What you need to do:
Please restate each entry below, word for word.

Available data:
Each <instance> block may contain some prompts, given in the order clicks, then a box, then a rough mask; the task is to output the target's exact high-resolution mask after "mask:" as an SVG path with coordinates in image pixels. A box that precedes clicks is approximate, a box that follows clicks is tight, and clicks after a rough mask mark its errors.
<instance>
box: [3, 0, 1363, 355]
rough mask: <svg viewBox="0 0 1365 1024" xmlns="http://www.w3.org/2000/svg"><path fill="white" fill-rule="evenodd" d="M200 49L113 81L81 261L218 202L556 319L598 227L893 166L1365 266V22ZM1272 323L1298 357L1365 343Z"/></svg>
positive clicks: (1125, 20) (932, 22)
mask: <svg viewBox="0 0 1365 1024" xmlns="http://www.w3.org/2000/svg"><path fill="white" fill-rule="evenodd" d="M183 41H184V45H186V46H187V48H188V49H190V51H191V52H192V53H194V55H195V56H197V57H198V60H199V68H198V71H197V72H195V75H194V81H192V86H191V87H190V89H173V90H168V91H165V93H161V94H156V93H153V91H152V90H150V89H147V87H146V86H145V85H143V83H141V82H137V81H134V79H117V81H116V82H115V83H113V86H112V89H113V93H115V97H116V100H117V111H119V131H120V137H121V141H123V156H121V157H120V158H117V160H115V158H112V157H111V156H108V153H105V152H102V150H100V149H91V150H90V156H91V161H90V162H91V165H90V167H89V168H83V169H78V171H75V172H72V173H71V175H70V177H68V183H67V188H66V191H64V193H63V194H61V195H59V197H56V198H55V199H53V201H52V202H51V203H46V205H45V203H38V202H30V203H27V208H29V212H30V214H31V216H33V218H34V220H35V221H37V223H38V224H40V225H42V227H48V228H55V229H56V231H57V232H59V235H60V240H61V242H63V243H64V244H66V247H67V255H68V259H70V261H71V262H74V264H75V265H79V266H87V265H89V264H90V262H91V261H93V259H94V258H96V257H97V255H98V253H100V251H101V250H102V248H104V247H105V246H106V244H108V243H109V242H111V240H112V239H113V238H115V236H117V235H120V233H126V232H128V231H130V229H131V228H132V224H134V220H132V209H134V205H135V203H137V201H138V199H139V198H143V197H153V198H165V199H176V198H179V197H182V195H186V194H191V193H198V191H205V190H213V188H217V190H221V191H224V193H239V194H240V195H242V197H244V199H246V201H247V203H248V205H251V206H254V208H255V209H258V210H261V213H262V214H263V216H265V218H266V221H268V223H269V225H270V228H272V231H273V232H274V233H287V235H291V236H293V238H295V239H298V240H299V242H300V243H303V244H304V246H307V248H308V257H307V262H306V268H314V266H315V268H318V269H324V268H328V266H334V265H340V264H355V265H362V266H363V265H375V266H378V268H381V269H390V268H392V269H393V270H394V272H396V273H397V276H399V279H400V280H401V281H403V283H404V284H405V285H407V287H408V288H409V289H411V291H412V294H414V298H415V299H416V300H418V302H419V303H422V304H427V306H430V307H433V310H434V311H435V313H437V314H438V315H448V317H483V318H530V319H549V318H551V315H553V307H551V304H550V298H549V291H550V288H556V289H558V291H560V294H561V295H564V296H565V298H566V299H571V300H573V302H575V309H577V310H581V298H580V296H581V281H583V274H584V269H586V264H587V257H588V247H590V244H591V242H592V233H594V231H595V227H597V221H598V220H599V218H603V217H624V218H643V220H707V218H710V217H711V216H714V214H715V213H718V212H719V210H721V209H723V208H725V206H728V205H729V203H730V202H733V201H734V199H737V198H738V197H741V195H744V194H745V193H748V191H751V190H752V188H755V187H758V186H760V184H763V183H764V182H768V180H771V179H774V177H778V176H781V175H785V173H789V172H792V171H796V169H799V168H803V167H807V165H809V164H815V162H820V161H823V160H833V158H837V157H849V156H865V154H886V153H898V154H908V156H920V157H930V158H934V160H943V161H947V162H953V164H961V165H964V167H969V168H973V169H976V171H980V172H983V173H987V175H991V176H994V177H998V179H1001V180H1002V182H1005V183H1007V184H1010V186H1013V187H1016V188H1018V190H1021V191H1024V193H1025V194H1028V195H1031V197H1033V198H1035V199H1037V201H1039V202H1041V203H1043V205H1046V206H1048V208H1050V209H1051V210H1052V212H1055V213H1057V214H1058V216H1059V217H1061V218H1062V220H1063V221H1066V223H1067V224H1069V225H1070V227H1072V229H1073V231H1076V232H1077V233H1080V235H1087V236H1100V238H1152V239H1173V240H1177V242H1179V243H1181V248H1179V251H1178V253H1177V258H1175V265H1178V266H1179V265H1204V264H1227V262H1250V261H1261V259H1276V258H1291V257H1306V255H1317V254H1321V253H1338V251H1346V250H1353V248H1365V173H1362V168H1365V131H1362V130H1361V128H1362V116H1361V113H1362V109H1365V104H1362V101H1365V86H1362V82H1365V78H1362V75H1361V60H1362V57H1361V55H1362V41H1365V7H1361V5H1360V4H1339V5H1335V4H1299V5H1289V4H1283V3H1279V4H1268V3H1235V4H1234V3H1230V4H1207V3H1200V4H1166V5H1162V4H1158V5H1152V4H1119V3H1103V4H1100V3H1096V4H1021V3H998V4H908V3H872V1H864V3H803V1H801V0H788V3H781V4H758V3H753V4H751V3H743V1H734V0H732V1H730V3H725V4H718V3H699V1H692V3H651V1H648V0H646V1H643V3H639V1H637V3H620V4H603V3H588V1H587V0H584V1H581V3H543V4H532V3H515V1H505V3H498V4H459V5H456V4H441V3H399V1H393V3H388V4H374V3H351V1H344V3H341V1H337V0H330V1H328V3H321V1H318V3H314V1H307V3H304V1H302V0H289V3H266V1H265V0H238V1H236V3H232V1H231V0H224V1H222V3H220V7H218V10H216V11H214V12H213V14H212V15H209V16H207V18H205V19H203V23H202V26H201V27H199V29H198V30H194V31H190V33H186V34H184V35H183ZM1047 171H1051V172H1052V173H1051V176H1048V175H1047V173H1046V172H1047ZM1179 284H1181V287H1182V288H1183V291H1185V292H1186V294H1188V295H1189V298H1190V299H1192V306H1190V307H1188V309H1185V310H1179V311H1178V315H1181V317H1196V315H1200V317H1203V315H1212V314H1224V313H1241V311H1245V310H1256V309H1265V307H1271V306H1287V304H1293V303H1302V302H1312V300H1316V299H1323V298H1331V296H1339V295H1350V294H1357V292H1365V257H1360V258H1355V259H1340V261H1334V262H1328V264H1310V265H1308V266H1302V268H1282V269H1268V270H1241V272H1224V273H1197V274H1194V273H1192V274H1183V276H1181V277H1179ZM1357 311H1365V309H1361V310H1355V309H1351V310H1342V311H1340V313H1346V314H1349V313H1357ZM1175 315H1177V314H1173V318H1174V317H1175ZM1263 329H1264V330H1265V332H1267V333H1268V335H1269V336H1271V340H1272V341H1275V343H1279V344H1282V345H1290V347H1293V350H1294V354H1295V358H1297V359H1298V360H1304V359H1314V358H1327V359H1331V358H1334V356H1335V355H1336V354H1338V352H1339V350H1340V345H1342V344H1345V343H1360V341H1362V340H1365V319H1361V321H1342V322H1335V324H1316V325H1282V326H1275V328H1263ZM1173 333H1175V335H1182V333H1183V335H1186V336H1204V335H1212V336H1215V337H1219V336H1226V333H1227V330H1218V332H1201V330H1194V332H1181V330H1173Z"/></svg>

Solution to this problem:
Each <instance> block may contain some prompts, given in the order clicks, then a box, then a rough mask; the task is to output the target's exact high-resolution mask after "mask:" as an SVG path with coordinates in image pixels. A box that precedes clicks is approximate, a box that follows clicks is tight, and clicks after a rough mask mark its errors.
<instance>
box: [3, 0, 1363, 355]
rough mask: <svg viewBox="0 0 1365 1024" xmlns="http://www.w3.org/2000/svg"><path fill="white" fill-rule="evenodd" d="M200 49L113 81L81 261L218 202L556 319L598 227L893 166L1365 266V22ZM1272 323L1298 357L1365 343Z"/></svg>
positive clicks: (1125, 20) (932, 22)
mask: <svg viewBox="0 0 1365 1024" xmlns="http://www.w3.org/2000/svg"><path fill="white" fill-rule="evenodd" d="M183 41H184V45H186V46H187V48H188V49H190V51H191V52H192V53H194V55H195V56H197V57H198V60H199V68H198V71H197V72H195V75H194V81H192V86H191V87H190V89H173V90H168V91H165V93H161V94H156V93H153V91H152V90H150V89H147V87H146V86H145V85H143V83H141V82H137V81H134V79H117V81H116V82H115V83H113V86H112V89H113V93H115V97H116V100H117V111H119V131H120V137H121V141H123V156H121V157H120V158H117V160H115V158H112V157H111V156H108V153H105V152H102V150H100V149H91V150H90V156H91V161H90V162H91V165H90V167H89V168H83V169H78V171H75V172H72V173H71V175H70V177H68V183H67V188H66V191H64V193H63V194H61V195H59V197H56V198H55V199H53V201H52V202H51V203H46V205H45V203H38V202H30V203H27V208H29V212H30V214H31V216H33V218H34V220H35V221H37V223H38V224H40V225H42V227H48V228H55V229H56V231H57V232H59V235H60V240H61V242H63V243H64V244H66V247H67V255H68V259H70V261H71V262H74V264H75V265H79V266H87V265H89V264H90V262H91V261H93V259H94V258H96V257H97V255H98V253H100V251H101V250H102V248H104V247H105V246H106V244H108V243H109V242H111V240H112V239H113V238H115V236H117V235H120V233H126V232H128V231H130V229H131V228H132V224H134V220H132V209H134V205H135V203H137V201H138V199H139V198H143V197H153V198H165V199H176V198H179V197H182V195H186V194H191V193H198V191H205V190H213V188H217V190H221V191H224V193H239V194H240V195H242V197H244V199H246V201H247V203H248V205H251V206H254V208H255V209H258V210H261V213H262V214H263V216H265V218H266V221H268V223H269V225H270V228H272V231H273V232H274V233H287V235H291V236H293V238H295V239H298V240H299V242H300V243H303V244H304V246H307V248H308V257H307V262H306V268H314V266H315V268H318V269H324V268H328V266H334V265H340V264H355V265H362V266H363V265H375V266H378V268H381V269H390V268H392V269H393V270H394V272H396V273H397V276H399V279H400V280H401V281H403V283H404V284H405V285H407V287H408V288H409V289H411V291H412V294H414V298H415V299H416V300H418V302H419V303H422V304H427V306H430V307H433V310H434V311H435V313H437V314H438V315H448V317H483V318H530V319H549V318H551V315H553V307H551V304H550V298H549V291H550V288H556V289H558V291H560V294H561V295H564V296H565V298H566V299H571V300H573V302H575V309H577V310H581V298H580V296H581V281H583V274H584V269H586V264H587V257H588V247H590V244H591V242H592V233H594V231H595V227H597V221H598V220H599V218H603V217H624V218H643V220H707V218H710V217H711V216H714V214H715V213H718V212H719V210H721V209H723V208H725V206H728V205H729V203H730V202H733V201H734V199H737V198H738V197H741V195H744V194H745V193H748V191H751V190H752V188H755V187H758V186H760V184H763V183H764V182H768V180H771V179H774V177H778V176H781V175H785V173H789V172H792V171H796V169H799V168H803V167H807V165H809V164H815V162H820V161H823V160H833V158H837V157H849V156H865V154H886V153H898V154H908V156H920V157H930V158H934V160H943V161H947V162H953V164H961V165H964V167H969V168H973V169H976V171H980V172H983V173H987V175H991V176H994V177H998V179H1001V180H1002V182H1005V183H1007V184H1010V186H1013V187H1016V188H1018V190H1021V191H1024V193H1025V194H1028V195H1031V197H1033V198H1035V199H1037V201H1039V202H1041V203H1043V205H1046V206H1048V208H1050V209H1051V210H1052V212H1055V213H1057V214H1058V216H1059V217H1061V218H1062V220H1063V221H1066V223H1067V224H1069V225H1070V227H1072V229H1073V231H1076V232H1077V233H1080V235H1087V236H1100V238H1152V239H1173V240H1177V242H1179V243H1181V248H1179V251H1178V253H1177V258H1175V265H1178V266H1179V265H1204V264H1227V262H1250V261H1261V259H1276V258H1291V257H1306V255H1317V254H1321V253H1338V251H1346V250H1353V248H1365V173H1362V168H1365V131H1362V130H1361V128H1362V116H1361V113H1362V109H1365V104H1362V101H1365V86H1362V82H1365V78H1362V75H1361V60H1362V57H1361V55H1362V41H1365V7H1361V5H1360V4H1339V5H1335V4H1299V5H1289V4H1283V3H1279V4H1268V3H1235V4H1234V3H1230V4H1207V3H1200V4H1166V5H1162V4H1158V5H1152V4H1119V3H1103V4H1100V3H1096V4H1021V3H998V4H908V3H872V1H864V3H803V1H801V0H788V3H781V4H758V3H753V4H751V3H743V1H734V0H732V1H730V3H725V4H718V3H699V1H692V3H651V1H648V0H646V1H643V3H639V1H637V3H620V4H603V3H588V1H587V0H584V1H581V3H543V4H532V3H515V1H505V3H498V4H459V5H456V4H441V3H399V1H393V3H388V4H374V3H351V1H344V3H341V1H337V0H330V1H328V3H321V1H318V3H314V1H307V3H304V1H302V0H289V3H266V1H265V0H238V1H236V3H232V1H231V0H224V1H222V3H220V7H218V10H216V11H214V12H213V14H212V15H209V16H207V18H205V19H203V23H202V26H201V27H199V29H198V30H194V31H190V33H186V34H184V35H183ZM1047 171H1051V172H1052V173H1051V176H1048V175H1047V173H1046V172H1047ZM1179 284H1181V287H1182V288H1183V291H1185V292H1186V294H1188V295H1189V298H1190V299H1192V306H1190V307H1188V309H1185V310H1179V311H1178V315H1181V317H1196V315H1200V317H1203V315H1212V314H1224V313H1241V311H1245V310H1256V309H1265V307H1271V306H1287V304H1293V303H1302V302H1312V300H1316V299H1323V298H1331V296H1339V295H1350V294H1357V292H1365V257H1360V258H1355V259H1340V261H1334V262H1328V264H1310V265H1308V266H1302V268H1282V269H1268V270H1241V272H1224V273H1197V274H1194V273H1192V274H1183V276H1181V277H1179ZM1357 311H1365V309H1361V310H1355V309H1351V310H1342V311H1340V313H1346V314H1349V313H1357ZM1175 315H1177V314H1173V318H1174V317H1175ZM1263 329H1264V330H1265V332H1267V333H1268V335H1269V336H1271V340H1272V341H1275V343H1279V344H1282V345H1290V347H1293V350H1294V354H1295V358H1297V359H1298V360H1304V359H1314V358H1327V359H1331V358H1334V356H1335V355H1336V354H1338V352H1339V350H1340V345H1342V344H1345V343H1360V341H1362V340H1365V319H1361V321H1342V322H1335V324H1316V325H1282V326H1275V328H1263ZM1173 333H1175V335H1182V333H1183V335H1186V336H1204V335H1212V336H1215V337H1219V336H1226V333H1227V330H1218V332H1201V330H1194V332H1181V330H1173Z"/></svg>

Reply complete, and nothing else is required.